[Start of The data]
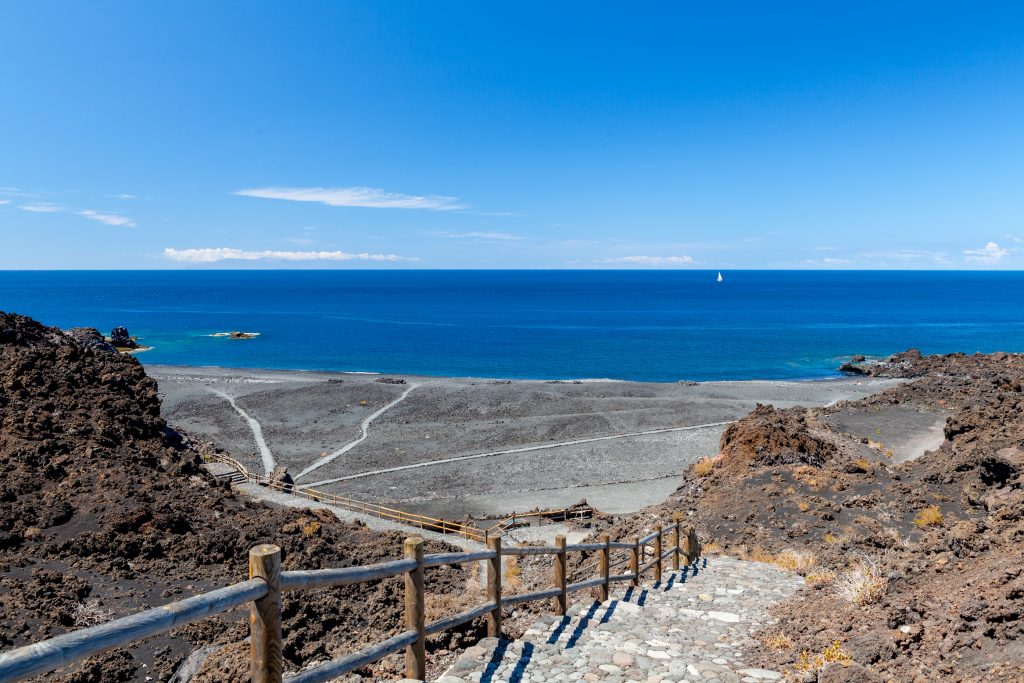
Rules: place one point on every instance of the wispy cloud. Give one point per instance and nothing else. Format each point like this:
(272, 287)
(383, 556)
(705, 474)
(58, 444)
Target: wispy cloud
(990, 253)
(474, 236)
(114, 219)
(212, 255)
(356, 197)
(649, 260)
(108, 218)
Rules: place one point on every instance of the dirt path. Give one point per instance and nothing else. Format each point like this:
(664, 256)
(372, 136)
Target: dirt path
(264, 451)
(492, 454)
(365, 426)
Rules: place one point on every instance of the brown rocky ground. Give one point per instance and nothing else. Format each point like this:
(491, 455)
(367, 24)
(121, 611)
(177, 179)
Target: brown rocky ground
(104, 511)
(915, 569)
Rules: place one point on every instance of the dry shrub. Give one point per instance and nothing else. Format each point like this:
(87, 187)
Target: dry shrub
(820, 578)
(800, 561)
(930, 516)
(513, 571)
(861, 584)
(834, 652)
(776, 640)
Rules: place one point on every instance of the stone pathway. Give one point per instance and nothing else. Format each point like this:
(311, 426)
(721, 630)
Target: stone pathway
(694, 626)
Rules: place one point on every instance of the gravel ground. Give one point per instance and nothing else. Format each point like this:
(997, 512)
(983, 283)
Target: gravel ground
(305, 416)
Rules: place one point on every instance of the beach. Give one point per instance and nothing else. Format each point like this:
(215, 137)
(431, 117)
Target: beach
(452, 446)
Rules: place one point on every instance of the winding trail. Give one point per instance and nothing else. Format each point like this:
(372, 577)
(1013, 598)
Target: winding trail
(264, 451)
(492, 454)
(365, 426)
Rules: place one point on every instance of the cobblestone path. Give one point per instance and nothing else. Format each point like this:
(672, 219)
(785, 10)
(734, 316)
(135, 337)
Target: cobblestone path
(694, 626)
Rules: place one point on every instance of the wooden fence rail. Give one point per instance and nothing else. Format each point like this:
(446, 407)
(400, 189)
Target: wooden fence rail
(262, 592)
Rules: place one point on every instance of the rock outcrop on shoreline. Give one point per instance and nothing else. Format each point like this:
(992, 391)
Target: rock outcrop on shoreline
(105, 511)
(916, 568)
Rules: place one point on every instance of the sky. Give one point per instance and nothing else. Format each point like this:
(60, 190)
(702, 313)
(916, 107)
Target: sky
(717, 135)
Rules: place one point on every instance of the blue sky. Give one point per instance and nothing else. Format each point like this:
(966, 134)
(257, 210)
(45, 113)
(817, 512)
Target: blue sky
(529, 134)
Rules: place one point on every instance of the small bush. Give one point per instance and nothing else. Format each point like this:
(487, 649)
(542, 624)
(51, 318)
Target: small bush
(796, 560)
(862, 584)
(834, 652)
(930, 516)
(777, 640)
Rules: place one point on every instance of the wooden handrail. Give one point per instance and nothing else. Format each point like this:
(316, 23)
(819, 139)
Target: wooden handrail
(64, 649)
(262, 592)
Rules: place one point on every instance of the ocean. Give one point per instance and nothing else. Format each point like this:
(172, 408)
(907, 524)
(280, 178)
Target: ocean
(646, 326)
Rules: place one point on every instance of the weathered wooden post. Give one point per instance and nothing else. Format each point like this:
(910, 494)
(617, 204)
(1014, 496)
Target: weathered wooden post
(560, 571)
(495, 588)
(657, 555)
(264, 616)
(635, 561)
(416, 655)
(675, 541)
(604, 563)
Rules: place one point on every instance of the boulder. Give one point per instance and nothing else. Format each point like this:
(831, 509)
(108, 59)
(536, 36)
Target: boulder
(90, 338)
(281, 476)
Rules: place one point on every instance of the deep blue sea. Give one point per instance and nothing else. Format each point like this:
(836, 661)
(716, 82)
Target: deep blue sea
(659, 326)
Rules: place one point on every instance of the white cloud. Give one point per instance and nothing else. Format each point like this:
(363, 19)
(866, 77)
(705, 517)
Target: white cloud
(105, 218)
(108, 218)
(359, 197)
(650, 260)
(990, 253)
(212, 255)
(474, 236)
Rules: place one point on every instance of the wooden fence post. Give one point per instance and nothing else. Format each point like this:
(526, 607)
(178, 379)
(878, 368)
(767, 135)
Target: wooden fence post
[End of The data]
### Given problem
Reproduce all of the records above word for word, omitting the pictures.

### Answer
Rules: place one point on every instance of the wispy cloud. Give one point per instance and nothing else. Format each point like this:
(272, 287)
(383, 556)
(705, 474)
(58, 444)
Target: wispy cloud
(990, 253)
(474, 236)
(114, 219)
(212, 255)
(356, 197)
(649, 260)
(108, 218)
Rules: place one point on every instance of the dirt path. Give one point per instance and nothing else. Format each point like this:
(664, 256)
(372, 136)
Target: dirt path
(264, 451)
(492, 454)
(365, 426)
Rules: place one point on every instance of the brown rocky ground. Give one point per instance and nothing else. Format each point like this:
(491, 455)
(367, 24)
(121, 611)
(177, 179)
Target: brown rocky ground
(104, 511)
(915, 569)
Rules: place one point on every instance of the dry shrub. Give one point per instance and nothing else. Format each point like this:
(87, 187)
Target: dry shrub
(820, 578)
(800, 561)
(930, 516)
(513, 571)
(861, 584)
(834, 652)
(776, 640)
Rules: place one point on every instance of the stone pathway. Give one point per instance and nothing else. Format each point like this:
(311, 426)
(721, 630)
Target: stone pathway
(694, 626)
Rules: place one point on every instance of the gravel ground. Give one point per instance and nothing else. Format each point like this:
(997, 512)
(983, 283)
Target: gravel ground
(305, 416)
Rules: place one point on every instance of the beach. Give one point per instance and nothing else. Format each point like this:
(215, 137)
(431, 117)
Target: beach
(452, 446)
Rules: place one point on every instance of the winding trail. Give one point per instance and nothing else. Format each point like this:
(372, 577)
(1013, 598)
Target: winding trail
(264, 451)
(492, 454)
(365, 426)
Rules: place one point on every instance of the cobblestone path. Give one point per instance and nothing else. Format each point like this:
(672, 219)
(785, 10)
(734, 316)
(135, 337)
Target: cobblestone path
(694, 626)
Rules: place one point on every instance of the wooden fence rail. Give one point per instance and nothing else. Format each point like this:
(446, 407)
(400, 189)
Target: wooden fence rail
(262, 592)
Rules: place one point on every instance of the rock outcrop on shoreline. Give one point per instance and nothing else. Format each point like this:
(992, 391)
Target: rock outcrop on shoreline
(105, 511)
(916, 568)
Rules: place one point on every instance of the sky. Give one point per instance and nothing else. Format each point like this:
(60, 190)
(702, 313)
(916, 107)
Target: sky
(717, 135)
Rules: place one point on every instance of the blue sky. Give one point per instance and nothing else. Format each point like this:
(966, 134)
(257, 210)
(45, 113)
(817, 512)
Target: blue sky
(529, 134)
Rules: place one point on every instance of the small bush. Give one point per instance and nothing else. Format each point like this:
(487, 649)
(542, 624)
(51, 318)
Target: small bush
(796, 560)
(862, 584)
(834, 652)
(930, 516)
(777, 640)
Rules: place one point on every instance of the wooden handrail. Give one point per instance and nothing else. Format each point like this:
(316, 23)
(819, 139)
Target: wooden handrail
(64, 649)
(262, 592)
Rules: place one point on every instance of the ocean. Give one point per instance and nothing else. Format each point like this:
(172, 408)
(907, 524)
(280, 178)
Target: ocean
(646, 326)
Rules: place one point on every instance of the weathered wooden post. Give one point per instance and nothing else. Format each point like this:
(910, 494)
(617, 204)
(1014, 496)
Target: weathered wooden post
(560, 571)
(495, 588)
(657, 555)
(264, 616)
(635, 561)
(416, 655)
(675, 541)
(604, 563)
Rules: place one point on every instance of the boulder. Give one point per instance and nothing else. Format each point like this:
(831, 509)
(108, 59)
(536, 36)
Target: boulder
(90, 338)
(281, 476)
Rules: place one point on every instance of the deep blue sea. Give one point per instance and nothing else. Format each point like this:
(836, 661)
(716, 82)
Target: deep blue sea
(659, 326)
Rules: place one point on every instance of the white cloud. Give one point per instance and nothing else. Format each point like this:
(363, 19)
(866, 77)
(705, 517)
Target: white cloud
(105, 218)
(108, 218)
(359, 197)
(650, 260)
(990, 253)
(212, 255)
(474, 236)
Rules: place one point on every instance of the wooden fence post. Give one point per instance and nothing else. Format each point like this:
(526, 607)
(178, 379)
(878, 368)
(767, 135)
Target: wooden fence post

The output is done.